WHAT THIS TASK INVOLVES: Would you transcribe exactly the lines below, starting at the one that contains "Query: mint leaf" and ending with the last line, both included? Leave out all other lines.

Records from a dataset
---
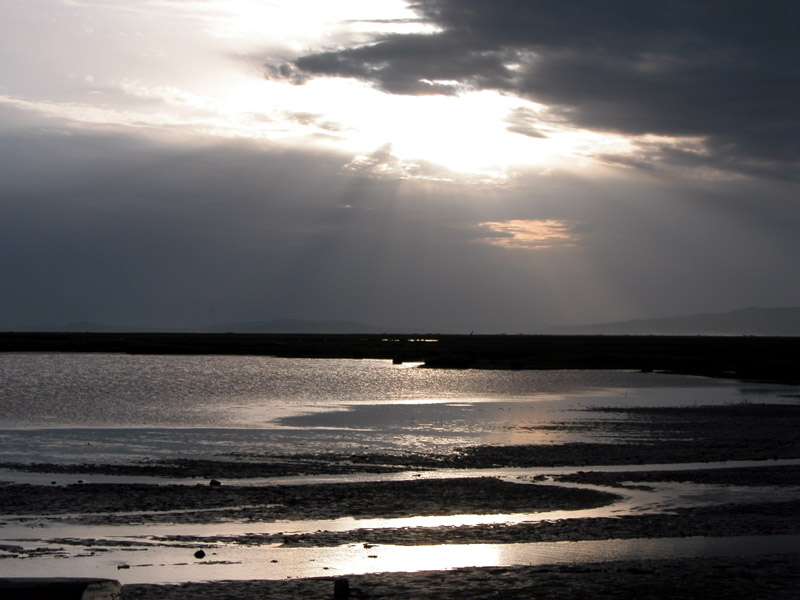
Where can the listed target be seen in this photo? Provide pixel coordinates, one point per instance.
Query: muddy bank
(776, 577)
(787, 475)
(322, 501)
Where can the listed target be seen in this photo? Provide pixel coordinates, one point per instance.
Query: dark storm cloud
(727, 71)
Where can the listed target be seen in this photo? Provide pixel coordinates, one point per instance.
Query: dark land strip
(776, 577)
(775, 359)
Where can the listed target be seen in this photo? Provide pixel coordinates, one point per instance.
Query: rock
(45, 588)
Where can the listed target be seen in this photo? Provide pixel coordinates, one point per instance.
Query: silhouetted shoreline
(774, 359)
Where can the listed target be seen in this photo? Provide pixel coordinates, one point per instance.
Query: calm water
(78, 407)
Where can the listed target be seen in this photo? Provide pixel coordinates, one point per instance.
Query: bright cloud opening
(530, 234)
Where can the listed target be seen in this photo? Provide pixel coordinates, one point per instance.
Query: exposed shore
(775, 359)
(766, 577)
(677, 435)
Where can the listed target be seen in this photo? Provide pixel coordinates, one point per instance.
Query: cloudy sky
(447, 165)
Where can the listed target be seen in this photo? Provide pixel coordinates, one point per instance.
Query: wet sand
(774, 577)
(749, 432)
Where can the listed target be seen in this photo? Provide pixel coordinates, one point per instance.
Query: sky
(440, 165)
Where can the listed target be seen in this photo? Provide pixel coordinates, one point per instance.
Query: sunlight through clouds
(530, 234)
(218, 69)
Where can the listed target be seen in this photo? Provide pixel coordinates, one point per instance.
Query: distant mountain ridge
(294, 326)
(745, 321)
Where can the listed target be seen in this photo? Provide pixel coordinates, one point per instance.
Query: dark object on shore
(59, 588)
(341, 589)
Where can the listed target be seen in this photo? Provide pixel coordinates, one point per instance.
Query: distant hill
(745, 321)
(294, 326)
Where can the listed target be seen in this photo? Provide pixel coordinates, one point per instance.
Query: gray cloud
(727, 71)
(130, 230)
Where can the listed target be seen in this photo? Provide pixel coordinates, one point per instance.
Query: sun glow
(229, 88)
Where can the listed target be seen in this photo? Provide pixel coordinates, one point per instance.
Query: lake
(111, 407)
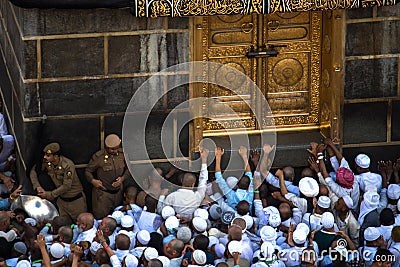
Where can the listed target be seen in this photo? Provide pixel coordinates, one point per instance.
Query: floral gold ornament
(179, 8)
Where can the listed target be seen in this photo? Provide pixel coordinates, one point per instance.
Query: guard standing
(107, 171)
(68, 191)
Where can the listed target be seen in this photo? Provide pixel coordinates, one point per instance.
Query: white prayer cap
(371, 234)
(199, 257)
(20, 247)
(167, 211)
(249, 221)
(184, 234)
(117, 215)
(267, 250)
(171, 222)
(202, 213)
(219, 250)
(309, 187)
(348, 201)
(239, 221)
(268, 234)
(371, 198)
(30, 221)
(327, 220)
(126, 221)
(209, 190)
(150, 253)
(398, 205)
(131, 261)
(324, 202)
(94, 247)
(363, 161)
(232, 181)
(393, 191)
(199, 224)
(235, 246)
(57, 250)
(124, 232)
(143, 236)
(214, 231)
(23, 263)
(341, 250)
(304, 227)
(270, 210)
(165, 261)
(216, 196)
(275, 219)
(215, 211)
(213, 241)
(299, 236)
(256, 254)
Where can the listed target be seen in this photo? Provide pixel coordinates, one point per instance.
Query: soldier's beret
(51, 148)
(112, 140)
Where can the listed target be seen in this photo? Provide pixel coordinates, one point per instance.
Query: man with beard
(67, 192)
(107, 171)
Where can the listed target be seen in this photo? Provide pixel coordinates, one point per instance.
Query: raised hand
(313, 164)
(255, 157)
(243, 151)
(267, 148)
(219, 151)
(313, 150)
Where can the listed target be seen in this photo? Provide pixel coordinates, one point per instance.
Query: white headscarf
(370, 203)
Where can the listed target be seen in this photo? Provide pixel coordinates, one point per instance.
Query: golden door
(291, 80)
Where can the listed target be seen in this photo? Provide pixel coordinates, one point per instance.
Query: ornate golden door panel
(290, 81)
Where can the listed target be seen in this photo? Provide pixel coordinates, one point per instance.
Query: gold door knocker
(273, 25)
(247, 27)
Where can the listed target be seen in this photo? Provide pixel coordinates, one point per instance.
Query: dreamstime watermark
(139, 123)
(339, 253)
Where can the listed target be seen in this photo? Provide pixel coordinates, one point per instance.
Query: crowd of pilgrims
(337, 213)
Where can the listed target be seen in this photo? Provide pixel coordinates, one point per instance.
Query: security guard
(107, 171)
(68, 192)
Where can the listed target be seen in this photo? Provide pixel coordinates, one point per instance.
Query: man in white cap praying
(386, 219)
(370, 208)
(314, 220)
(142, 239)
(373, 240)
(148, 255)
(185, 201)
(394, 245)
(393, 195)
(327, 234)
(365, 176)
(288, 173)
(345, 219)
(309, 189)
(297, 240)
(122, 244)
(344, 183)
(245, 184)
(106, 171)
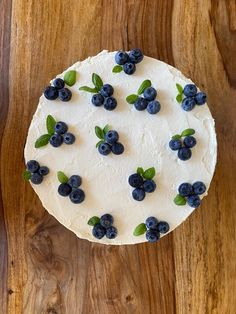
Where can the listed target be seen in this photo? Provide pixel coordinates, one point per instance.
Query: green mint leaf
(98, 143)
(140, 229)
(42, 140)
(179, 88)
(179, 200)
(26, 175)
(97, 81)
(179, 98)
(131, 99)
(62, 177)
(143, 86)
(117, 69)
(188, 132)
(50, 123)
(89, 89)
(70, 77)
(176, 137)
(149, 174)
(93, 221)
(140, 171)
(99, 132)
(106, 129)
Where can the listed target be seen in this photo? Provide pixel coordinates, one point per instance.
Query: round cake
(135, 142)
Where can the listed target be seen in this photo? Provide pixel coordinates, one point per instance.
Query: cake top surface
(145, 138)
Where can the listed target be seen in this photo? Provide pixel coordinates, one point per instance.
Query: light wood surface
(44, 268)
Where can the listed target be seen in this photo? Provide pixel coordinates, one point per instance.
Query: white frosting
(145, 138)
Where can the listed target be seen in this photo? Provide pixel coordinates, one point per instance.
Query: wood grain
(44, 268)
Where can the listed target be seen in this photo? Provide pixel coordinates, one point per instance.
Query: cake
(166, 139)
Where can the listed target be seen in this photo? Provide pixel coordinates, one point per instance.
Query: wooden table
(44, 268)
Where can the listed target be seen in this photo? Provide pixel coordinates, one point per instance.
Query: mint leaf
(140, 229)
(143, 86)
(176, 137)
(131, 98)
(117, 69)
(62, 177)
(99, 132)
(42, 140)
(70, 77)
(93, 221)
(50, 123)
(188, 132)
(89, 89)
(140, 171)
(179, 200)
(26, 175)
(97, 81)
(149, 174)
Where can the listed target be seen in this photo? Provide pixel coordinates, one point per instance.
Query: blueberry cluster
(142, 182)
(152, 228)
(34, 172)
(102, 93)
(108, 141)
(183, 146)
(70, 187)
(190, 193)
(127, 61)
(103, 226)
(192, 97)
---
THE ANSWER:
Query: mint leaf
(140, 229)
(143, 86)
(176, 137)
(131, 98)
(117, 69)
(62, 177)
(99, 132)
(42, 140)
(70, 77)
(93, 221)
(50, 123)
(188, 132)
(89, 89)
(140, 171)
(179, 200)
(26, 175)
(97, 81)
(149, 174)
Where can the listed target be seen in this photo? Provide pixel coordinates, one point per instance.
Query: blueberry cluster
(142, 182)
(152, 228)
(34, 172)
(102, 93)
(108, 141)
(183, 146)
(70, 187)
(190, 193)
(127, 61)
(103, 226)
(192, 97)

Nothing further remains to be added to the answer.